= REQUIREMENT =
Please copy exactly the lines from the first in the records through the line that contains "Target: leafy tree", but not the pictures.

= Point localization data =
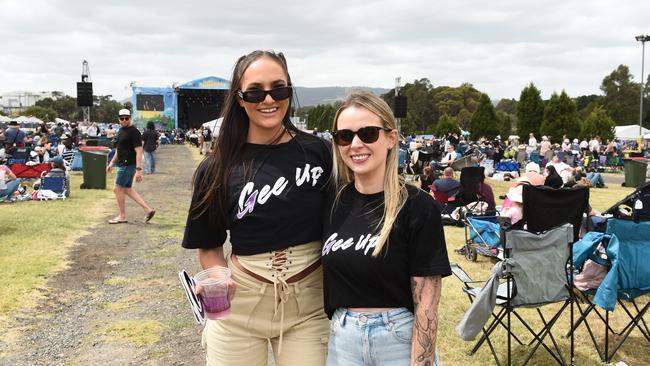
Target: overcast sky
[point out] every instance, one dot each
(499, 46)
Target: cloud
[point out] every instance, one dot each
(498, 46)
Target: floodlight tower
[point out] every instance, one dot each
(643, 39)
(85, 91)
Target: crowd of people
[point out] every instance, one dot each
(370, 251)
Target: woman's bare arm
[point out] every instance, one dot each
(426, 298)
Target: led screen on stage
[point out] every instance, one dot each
(150, 103)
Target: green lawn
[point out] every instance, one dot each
(36, 236)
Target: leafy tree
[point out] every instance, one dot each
(460, 102)
(45, 114)
(530, 112)
(321, 117)
(420, 111)
(445, 125)
(508, 106)
(560, 117)
(584, 101)
(484, 121)
(621, 96)
(505, 124)
(598, 123)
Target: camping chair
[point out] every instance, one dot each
(462, 162)
(56, 184)
(627, 280)
(29, 171)
(471, 179)
(541, 253)
(534, 157)
(482, 236)
(534, 270)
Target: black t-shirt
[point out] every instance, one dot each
(150, 140)
(127, 140)
(416, 247)
(277, 203)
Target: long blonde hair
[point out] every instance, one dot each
(395, 193)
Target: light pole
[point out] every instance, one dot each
(641, 38)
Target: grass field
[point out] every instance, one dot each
(36, 236)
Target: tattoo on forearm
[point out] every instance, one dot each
(426, 297)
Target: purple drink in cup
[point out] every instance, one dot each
(214, 295)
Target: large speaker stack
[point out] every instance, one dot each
(399, 108)
(85, 94)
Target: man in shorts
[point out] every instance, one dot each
(128, 159)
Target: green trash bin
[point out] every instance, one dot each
(94, 161)
(634, 172)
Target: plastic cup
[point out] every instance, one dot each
(214, 297)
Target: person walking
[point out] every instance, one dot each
(149, 145)
(384, 252)
(265, 183)
(128, 158)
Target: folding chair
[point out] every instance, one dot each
(535, 268)
(29, 171)
(627, 247)
(535, 275)
(57, 185)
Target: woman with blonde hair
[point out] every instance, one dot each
(384, 252)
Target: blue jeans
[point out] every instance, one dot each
(364, 339)
(150, 162)
(11, 187)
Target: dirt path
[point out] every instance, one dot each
(120, 302)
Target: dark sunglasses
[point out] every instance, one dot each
(258, 96)
(367, 135)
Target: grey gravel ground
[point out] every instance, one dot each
(121, 277)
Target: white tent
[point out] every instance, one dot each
(214, 125)
(629, 132)
(23, 119)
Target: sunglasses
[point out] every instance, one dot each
(367, 135)
(258, 96)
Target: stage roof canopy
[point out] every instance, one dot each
(208, 82)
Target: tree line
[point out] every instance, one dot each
(104, 109)
(443, 109)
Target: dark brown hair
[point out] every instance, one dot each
(212, 185)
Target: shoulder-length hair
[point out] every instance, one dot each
(212, 185)
(395, 193)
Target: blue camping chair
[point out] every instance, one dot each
(482, 236)
(628, 279)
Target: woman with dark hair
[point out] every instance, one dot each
(423, 181)
(265, 182)
(150, 144)
(553, 179)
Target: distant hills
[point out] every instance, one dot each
(329, 94)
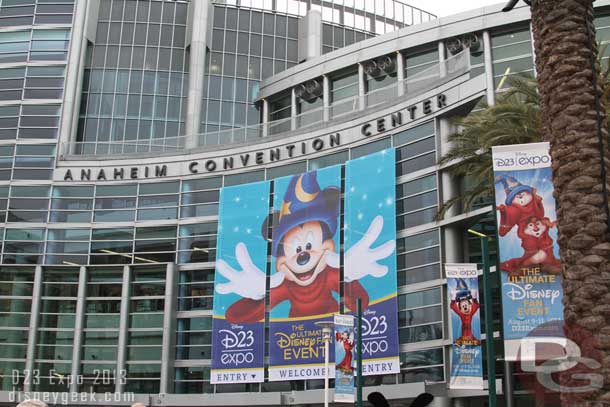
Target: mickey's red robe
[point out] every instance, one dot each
(514, 214)
(348, 346)
(314, 299)
(466, 318)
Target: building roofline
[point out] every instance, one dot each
(479, 19)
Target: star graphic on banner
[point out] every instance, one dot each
(285, 210)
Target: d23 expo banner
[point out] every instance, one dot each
(370, 257)
(529, 254)
(466, 355)
(238, 325)
(345, 349)
(304, 272)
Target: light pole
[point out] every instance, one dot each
(489, 330)
(327, 327)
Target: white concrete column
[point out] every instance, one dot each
(33, 332)
(449, 189)
(361, 87)
(169, 329)
(79, 324)
(400, 72)
(442, 59)
(489, 75)
(123, 331)
(293, 109)
(326, 96)
(199, 10)
(265, 118)
(75, 69)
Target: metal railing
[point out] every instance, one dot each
(342, 110)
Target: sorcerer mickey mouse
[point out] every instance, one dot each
(307, 262)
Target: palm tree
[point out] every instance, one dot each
(514, 119)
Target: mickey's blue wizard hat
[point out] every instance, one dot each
(512, 187)
(303, 202)
(463, 292)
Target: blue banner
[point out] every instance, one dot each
(345, 360)
(466, 355)
(238, 325)
(370, 257)
(532, 291)
(304, 272)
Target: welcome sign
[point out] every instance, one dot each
(303, 280)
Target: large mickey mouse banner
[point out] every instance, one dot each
(239, 302)
(305, 275)
(529, 254)
(370, 257)
(305, 271)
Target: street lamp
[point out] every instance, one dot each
(327, 328)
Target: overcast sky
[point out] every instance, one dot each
(447, 7)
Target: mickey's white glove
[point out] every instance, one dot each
(247, 283)
(361, 260)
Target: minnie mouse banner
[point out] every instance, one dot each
(527, 238)
(466, 355)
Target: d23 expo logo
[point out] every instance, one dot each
(237, 347)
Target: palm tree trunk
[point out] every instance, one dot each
(564, 40)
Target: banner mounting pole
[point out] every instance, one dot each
(359, 353)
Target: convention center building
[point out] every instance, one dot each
(120, 122)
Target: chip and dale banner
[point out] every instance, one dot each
(527, 240)
(304, 283)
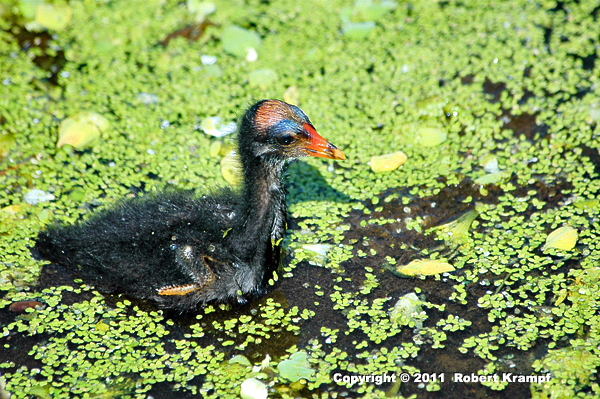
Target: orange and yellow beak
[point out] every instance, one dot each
(319, 147)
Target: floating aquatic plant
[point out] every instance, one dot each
(296, 367)
(563, 238)
(81, 129)
(457, 230)
(388, 162)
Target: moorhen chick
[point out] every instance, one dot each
(182, 251)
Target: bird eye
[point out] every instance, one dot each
(285, 139)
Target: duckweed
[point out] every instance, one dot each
(503, 111)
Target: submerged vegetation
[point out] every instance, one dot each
(471, 131)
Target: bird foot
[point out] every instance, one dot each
(178, 289)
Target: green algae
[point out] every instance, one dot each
(371, 91)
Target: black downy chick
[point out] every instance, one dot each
(180, 250)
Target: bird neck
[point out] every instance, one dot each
(263, 213)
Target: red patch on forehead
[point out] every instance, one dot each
(270, 112)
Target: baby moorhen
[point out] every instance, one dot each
(181, 250)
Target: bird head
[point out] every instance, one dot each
(274, 128)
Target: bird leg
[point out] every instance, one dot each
(199, 272)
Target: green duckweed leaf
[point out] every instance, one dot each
(296, 367)
(262, 78)
(388, 162)
(239, 41)
(81, 129)
(493, 178)
(253, 389)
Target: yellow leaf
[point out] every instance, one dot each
(563, 238)
(424, 267)
(53, 16)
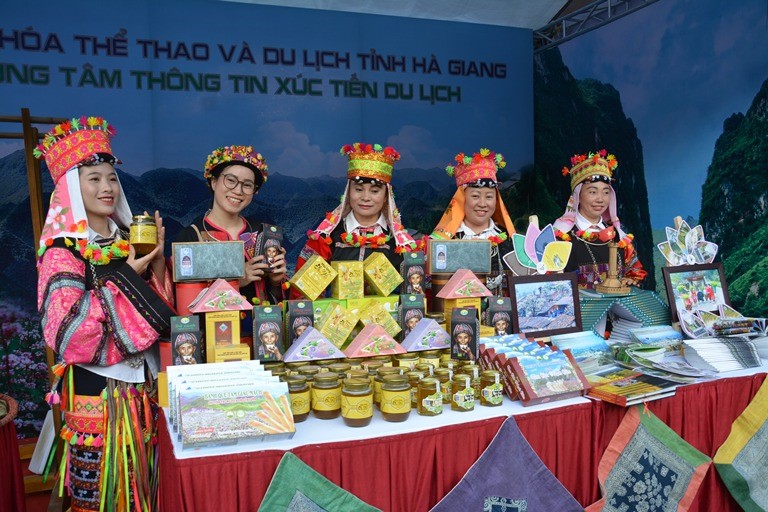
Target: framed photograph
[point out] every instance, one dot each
(695, 288)
(545, 305)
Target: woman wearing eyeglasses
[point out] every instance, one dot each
(235, 174)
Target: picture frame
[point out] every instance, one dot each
(707, 280)
(545, 305)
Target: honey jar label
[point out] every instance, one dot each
(325, 399)
(395, 402)
(356, 407)
(493, 394)
(465, 399)
(300, 403)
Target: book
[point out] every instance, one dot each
(628, 387)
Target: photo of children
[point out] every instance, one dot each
(185, 348)
(269, 335)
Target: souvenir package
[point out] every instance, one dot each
(269, 242)
(268, 333)
(376, 314)
(314, 277)
(206, 261)
(464, 333)
(373, 340)
(186, 340)
(426, 335)
(312, 346)
(380, 275)
(349, 282)
(413, 271)
(222, 330)
(498, 315)
(337, 324)
(299, 315)
(411, 311)
(449, 256)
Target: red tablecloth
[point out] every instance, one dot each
(411, 472)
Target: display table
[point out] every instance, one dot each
(409, 466)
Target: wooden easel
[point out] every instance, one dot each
(30, 135)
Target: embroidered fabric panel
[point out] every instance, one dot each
(751, 463)
(500, 504)
(646, 477)
(300, 503)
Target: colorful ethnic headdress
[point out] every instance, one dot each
(368, 162)
(74, 143)
(230, 155)
(478, 170)
(591, 167)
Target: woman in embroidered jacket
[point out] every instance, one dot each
(102, 309)
(235, 174)
(590, 222)
(477, 211)
(367, 219)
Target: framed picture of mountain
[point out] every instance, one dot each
(695, 288)
(545, 305)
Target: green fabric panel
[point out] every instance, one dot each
(671, 440)
(738, 487)
(293, 475)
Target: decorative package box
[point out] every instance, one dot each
(222, 329)
(257, 412)
(299, 315)
(498, 315)
(314, 277)
(426, 335)
(349, 282)
(411, 311)
(413, 270)
(268, 333)
(206, 261)
(464, 333)
(376, 314)
(312, 346)
(380, 275)
(186, 340)
(373, 340)
(337, 323)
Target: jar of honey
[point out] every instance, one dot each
(444, 375)
(463, 396)
(395, 397)
(357, 402)
(430, 400)
(143, 234)
(326, 396)
(299, 394)
(491, 392)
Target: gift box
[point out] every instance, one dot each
(373, 340)
(380, 275)
(299, 315)
(312, 346)
(337, 323)
(268, 333)
(464, 333)
(498, 315)
(411, 311)
(349, 282)
(186, 340)
(314, 277)
(413, 271)
(206, 261)
(222, 329)
(376, 314)
(426, 335)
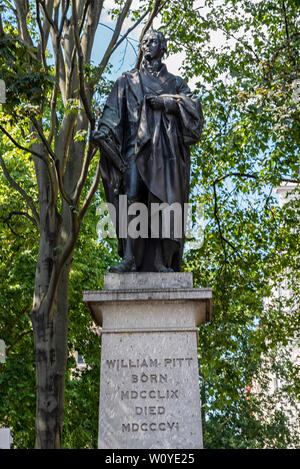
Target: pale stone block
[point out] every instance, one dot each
(149, 384)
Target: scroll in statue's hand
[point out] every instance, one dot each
(167, 104)
(156, 102)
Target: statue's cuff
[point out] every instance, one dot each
(170, 105)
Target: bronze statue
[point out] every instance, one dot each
(147, 126)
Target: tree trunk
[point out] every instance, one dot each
(51, 359)
(50, 318)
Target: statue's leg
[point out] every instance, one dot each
(135, 190)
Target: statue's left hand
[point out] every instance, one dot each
(156, 102)
(94, 137)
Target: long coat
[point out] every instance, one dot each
(161, 139)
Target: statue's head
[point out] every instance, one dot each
(153, 45)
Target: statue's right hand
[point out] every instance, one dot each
(94, 137)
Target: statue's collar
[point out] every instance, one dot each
(161, 73)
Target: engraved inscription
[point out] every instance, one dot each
(142, 373)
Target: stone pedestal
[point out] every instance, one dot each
(149, 384)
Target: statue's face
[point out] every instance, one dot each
(151, 47)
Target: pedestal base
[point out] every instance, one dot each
(149, 384)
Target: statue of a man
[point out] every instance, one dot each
(148, 124)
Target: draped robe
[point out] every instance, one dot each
(160, 140)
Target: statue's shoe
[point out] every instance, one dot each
(127, 265)
(163, 268)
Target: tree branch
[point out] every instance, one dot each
(24, 214)
(155, 10)
(22, 192)
(82, 89)
(113, 41)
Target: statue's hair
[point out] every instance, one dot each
(161, 38)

= RESULT BELOW =
Target: overcast sky
[point out] every instance, one dot each
(499, 46)
Target: cloud
[point out] every instance, one dot each
(498, 46)
Target: floodlight tower
[point out] every instance, one dot each
(643, 39)
(85, 91)
Target: crowd of people
[point out] every instance, one dot each
(370, 251)
Target: woman's bare arm
[point out] every instance, one dot each
(426, 298)
Target: led screen on stage
[point out] every instance, one dot each
(150, 103)
Target: green lawn
[point out] every instance, one dot each
(36, 236)
Target: leafy tree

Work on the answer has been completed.